--- Start Provided material ---

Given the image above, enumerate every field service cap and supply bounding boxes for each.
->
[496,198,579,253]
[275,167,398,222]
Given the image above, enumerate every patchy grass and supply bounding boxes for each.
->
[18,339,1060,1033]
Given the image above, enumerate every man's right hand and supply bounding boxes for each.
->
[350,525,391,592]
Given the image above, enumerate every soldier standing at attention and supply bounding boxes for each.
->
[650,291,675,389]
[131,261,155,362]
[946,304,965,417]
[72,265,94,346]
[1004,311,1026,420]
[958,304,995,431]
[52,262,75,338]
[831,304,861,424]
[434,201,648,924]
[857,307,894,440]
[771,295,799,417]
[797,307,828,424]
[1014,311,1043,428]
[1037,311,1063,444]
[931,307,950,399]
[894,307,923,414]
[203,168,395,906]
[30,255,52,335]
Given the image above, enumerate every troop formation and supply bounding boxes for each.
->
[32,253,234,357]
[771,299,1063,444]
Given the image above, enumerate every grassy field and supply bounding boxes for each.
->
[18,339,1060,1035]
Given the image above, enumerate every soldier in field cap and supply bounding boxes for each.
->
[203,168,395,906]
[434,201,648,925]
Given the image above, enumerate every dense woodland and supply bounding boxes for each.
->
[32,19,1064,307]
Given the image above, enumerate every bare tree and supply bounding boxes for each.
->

--- End Provided material ---

* **Short task**: Please reproduce, word for word, every line of the records from the line holding "Given the image above, enumerate every dense" through the end of the records, both ends included.

* **Exercise answer**:
Given the image above, enumerate every dense woodland and supply bounding boxes for each.
->
[32,19,1064,307]
Given the image above, enumerate every bare tree and supply bounding boxes for each.
->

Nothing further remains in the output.